— Start RECORD EXTRACTS —
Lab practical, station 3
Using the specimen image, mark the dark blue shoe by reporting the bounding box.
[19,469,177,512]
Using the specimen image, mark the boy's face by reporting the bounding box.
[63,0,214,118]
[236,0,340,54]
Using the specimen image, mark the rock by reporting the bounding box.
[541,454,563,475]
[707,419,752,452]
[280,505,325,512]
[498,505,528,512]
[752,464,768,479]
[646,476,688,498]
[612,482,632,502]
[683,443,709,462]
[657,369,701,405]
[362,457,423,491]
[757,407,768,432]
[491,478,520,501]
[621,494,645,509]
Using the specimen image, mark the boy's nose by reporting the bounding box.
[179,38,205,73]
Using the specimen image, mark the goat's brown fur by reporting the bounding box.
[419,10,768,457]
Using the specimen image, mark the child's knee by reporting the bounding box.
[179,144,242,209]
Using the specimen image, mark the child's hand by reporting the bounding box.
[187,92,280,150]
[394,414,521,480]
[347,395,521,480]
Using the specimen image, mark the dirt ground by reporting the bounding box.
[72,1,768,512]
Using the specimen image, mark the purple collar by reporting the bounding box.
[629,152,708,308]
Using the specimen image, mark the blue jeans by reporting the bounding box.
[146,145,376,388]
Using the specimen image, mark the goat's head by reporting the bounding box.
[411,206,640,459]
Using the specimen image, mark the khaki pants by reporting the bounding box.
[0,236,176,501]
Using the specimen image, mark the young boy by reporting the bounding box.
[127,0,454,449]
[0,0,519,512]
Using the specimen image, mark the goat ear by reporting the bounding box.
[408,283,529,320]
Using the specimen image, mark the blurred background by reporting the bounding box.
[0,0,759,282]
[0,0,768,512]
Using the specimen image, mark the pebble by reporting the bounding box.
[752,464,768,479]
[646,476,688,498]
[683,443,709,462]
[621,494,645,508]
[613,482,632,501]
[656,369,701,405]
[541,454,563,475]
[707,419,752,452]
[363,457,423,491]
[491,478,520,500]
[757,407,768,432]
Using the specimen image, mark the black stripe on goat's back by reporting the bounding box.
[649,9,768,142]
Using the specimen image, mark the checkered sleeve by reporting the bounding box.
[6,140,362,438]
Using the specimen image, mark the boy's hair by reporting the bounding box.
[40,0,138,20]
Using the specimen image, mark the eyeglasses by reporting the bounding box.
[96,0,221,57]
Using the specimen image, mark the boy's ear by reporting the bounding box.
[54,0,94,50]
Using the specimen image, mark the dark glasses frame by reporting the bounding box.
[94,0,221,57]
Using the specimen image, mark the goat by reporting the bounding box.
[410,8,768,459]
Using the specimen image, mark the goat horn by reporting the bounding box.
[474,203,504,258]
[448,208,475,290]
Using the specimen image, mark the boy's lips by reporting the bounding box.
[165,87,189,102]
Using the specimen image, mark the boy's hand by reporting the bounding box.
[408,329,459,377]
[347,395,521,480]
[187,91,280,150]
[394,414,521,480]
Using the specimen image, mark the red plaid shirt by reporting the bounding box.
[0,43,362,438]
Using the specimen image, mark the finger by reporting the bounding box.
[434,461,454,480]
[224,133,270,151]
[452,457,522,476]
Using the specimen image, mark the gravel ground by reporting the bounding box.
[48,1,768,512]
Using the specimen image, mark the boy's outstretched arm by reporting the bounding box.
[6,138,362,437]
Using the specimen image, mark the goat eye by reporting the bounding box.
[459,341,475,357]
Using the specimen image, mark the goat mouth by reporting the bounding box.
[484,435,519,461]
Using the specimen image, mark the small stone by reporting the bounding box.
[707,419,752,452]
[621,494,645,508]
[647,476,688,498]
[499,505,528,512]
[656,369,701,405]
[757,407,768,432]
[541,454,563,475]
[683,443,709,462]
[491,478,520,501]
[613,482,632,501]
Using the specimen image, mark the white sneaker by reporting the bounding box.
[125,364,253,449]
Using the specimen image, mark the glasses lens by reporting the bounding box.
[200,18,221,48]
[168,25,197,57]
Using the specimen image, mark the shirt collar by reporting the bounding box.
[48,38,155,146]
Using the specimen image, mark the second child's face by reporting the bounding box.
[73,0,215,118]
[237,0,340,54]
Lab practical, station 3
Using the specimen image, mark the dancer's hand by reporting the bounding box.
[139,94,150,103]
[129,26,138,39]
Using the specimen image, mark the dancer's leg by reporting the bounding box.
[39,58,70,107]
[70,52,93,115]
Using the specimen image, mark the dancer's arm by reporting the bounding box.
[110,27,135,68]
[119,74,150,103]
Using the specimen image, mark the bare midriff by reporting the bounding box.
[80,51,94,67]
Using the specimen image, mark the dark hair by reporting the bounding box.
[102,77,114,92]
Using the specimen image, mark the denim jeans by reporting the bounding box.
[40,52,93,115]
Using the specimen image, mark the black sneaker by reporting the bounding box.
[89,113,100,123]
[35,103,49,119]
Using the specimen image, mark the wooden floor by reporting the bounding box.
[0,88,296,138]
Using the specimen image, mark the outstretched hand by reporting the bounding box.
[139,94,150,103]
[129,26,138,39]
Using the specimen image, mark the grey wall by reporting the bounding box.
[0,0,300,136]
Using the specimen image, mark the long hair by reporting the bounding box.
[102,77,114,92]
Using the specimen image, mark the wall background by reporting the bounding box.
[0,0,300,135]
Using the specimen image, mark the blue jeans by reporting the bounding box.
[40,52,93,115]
— End RECORD EXTRACTS —
EXERCISE → Please format the data as a Markdown table with the columns "No." and "Content", leaving out blank lines. Begin at the line that has "Using the specimen image, mark the small" and stop after the line that has "[70,52,93,115]".

OUTPUT OF THE TASK →
| No. | Content |
|---|---|
| 1 | Using the specimen image, mark the small stone by reporting the bounding box. |
| 2 | [707,419,752,452] |
| 3 | [621,494,645,508] |
| 4 | [647,476,688,498] |
| 5 | [499,505,528,512] |
| 6 | [656,369,701,405] |
| 7 | [757,407,768,432] |
| 8 | [541,454,563,475] |
| 9 | [683,443,709,462] |
| 10 | [491,478,520,501] |
| 11 | [613,482,632,501] |
| 12 | Using the specimen image, mark the white sneaker by reporting the bounding box. |
| 13 | [125,364,253,449] |
| 14 | Using the specimen image, mark the glasses lens by reporting the bounding box. |
| 15 | [200,18,221,48] |
| 16 | [168,25,197,57] |
| 17 | Using the specimen image, mark the shirt collar by reporting the bounding box. |
| 18 | [48,38,155,146] |
| 19 | Using the specimen image, mark the second child's face by reporting the bounding box. |
| 20 | [73,0,215,118] |
| 21 | [237,0,340,54] |
| 22 | Lab practical, station 3 |
| 23 | Using the specimen image, mark the dancer's hand by reporting the bounding box. |
| 24 | [139,94,150,103] |
| 25 | [129,26,138,39] |
| 26 | Using the specimen image, mark the dancer's leg by reporting the bounding box. |
| 27 | [39,58,70,107] |
| 28 | [70,52,93,115] |